__SOURCE TEXT__:
'Bullying Is Antithetical To Judaism': An Open Letter to Jewish Teens and College Students
Tue, 10/12/2010
Special to the Jewish Week
Rabbi Steven Wernick
Rabbi Steven Wernick

Dear Friends,

Like many in North America I was saddened by the recent suicide of Rutgers University freshmen Tyler Clementi. I feel for his family and friends. May their memories of him be a comfort.

As I have been reflecting on the events that led to his death and discussing it with my family, friends, and colleagues, a few thoughts come to mind. I'd like to share them with you because I know you are also thinking about this tragedy.

It seems that the suicide might have been in reaction to bullying. Bullies pick on the people they think don't fit in, maybe because of how they look, how they act, their race or religion, or because the bullies think their targets may be gay or lesbian.

Research shows that people who are abused by their peers are at greater risk for mental health problems, such as low self-esteem, stress, depression, or anxiety. They may also think about suicide more. Bullying is a form of abuse in which one person is picked on repeatedly by an individual or group with more power, either physically or in social standing. Bullying often happens in public, adding to the humiliation the victim suffers.

__GIVEN INFORMATION__:

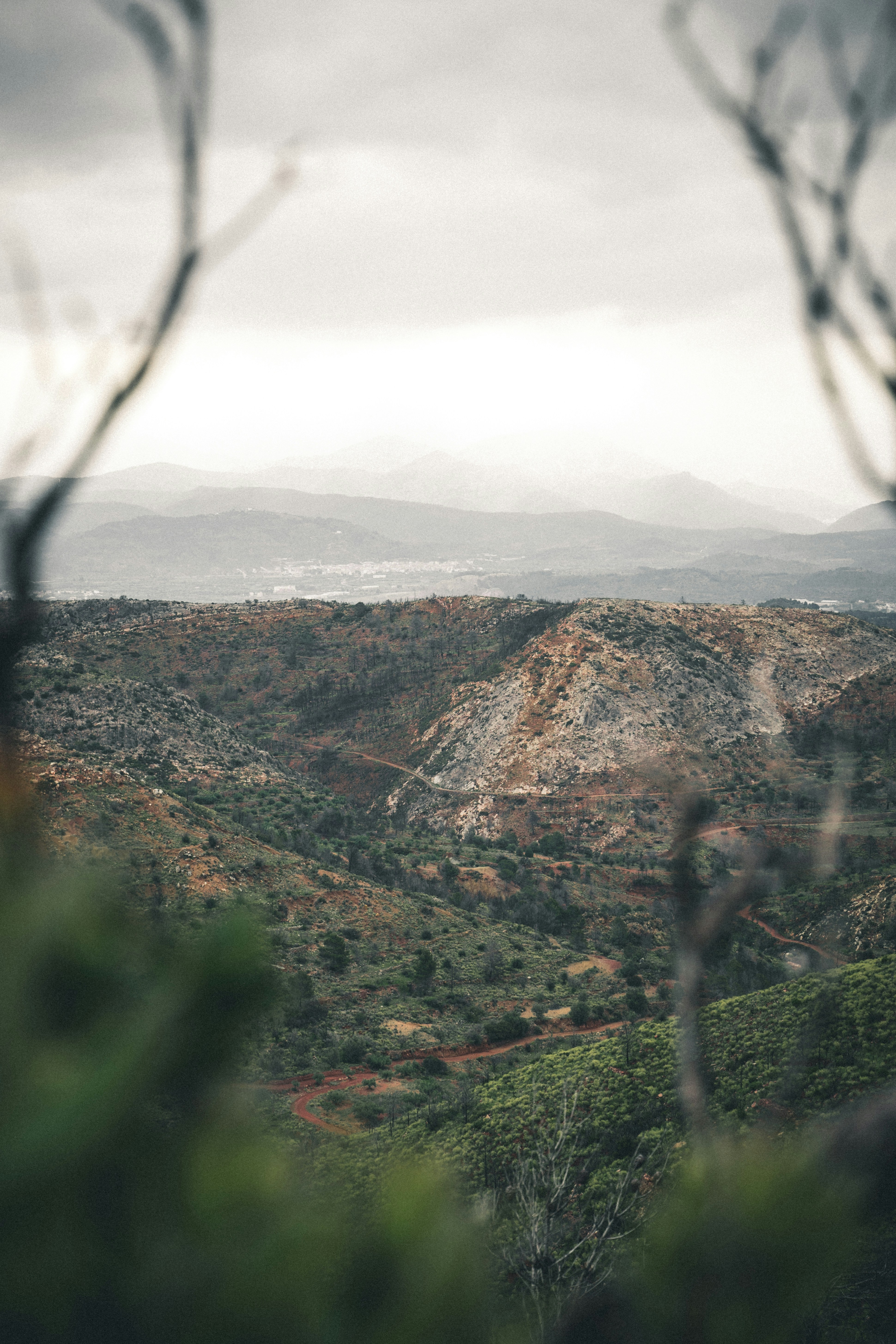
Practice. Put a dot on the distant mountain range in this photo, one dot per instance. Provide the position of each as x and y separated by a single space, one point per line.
433 522
213 542
393 470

__WHAT TO DO__:
**A)** Answer these questions from the letter on bullying:
(i) Which university did Tyler Clementi attend?
(ii) Who signed the letter?
(iii) Where, according to the letter, does bullying often happen?
**B)** Duplicate a passage of the letter on bullying word for word, beginning at the words "As I have been" and stopping after "about this tragedy.".
**C)** Please pick up the letter on bullying after its last sentence and carry it on.
None of the data is needed here.

__OUTPUTS BY TASK__:
**A)**
(i) Rutgers University
(ii) Rabbi Steven Wernick
(iii) In public

**B)**
As I have been reflecting on the events that led to his death and discussing it with my family, friends, and colleagues, a few thoughts come to mind. I'd like to share them with you because I know you are also thinking about this tragedy.

**C)**
Today, with instant communication through text messaging, Facebook, email, and YouTube, the tools of bullying are ever more public, more humiliating, and more abusive. The consequences of that bullying - including suicide - can be far greater than the bullies can imagine, and will scar the bullies as well as the victims for the rest of their lives.

Bullying is antithetical to Judaism. We believe that every human being is created b'tzelem Elohim, in the image and likeness of God. Bullying another person, therefore, is like bullying God.

When Rabbi Akiva asked for the Torah's most important lesson, he said v'ahavta l'reekha kamokha. Love your neighbor as yourself. In other words, the entire Torah is intended to teach us how to be mentschen, how to get in the habit of civility and decency in our interactions with each other; how to act on the belief that each of us is created in the divine image. V'ahavta l'reekha kamokha and b'tzelem Elohim guide us to be ever vigilant in elevating each other toward holiness, not bringing each other down through bullying.

I'd like to share a second and related thought about suicide. Because we are created in the divine image, we are sacred and our lives are of infinite worth. We -your parents, your teachers, your community -want you to know that we love you unconditionally.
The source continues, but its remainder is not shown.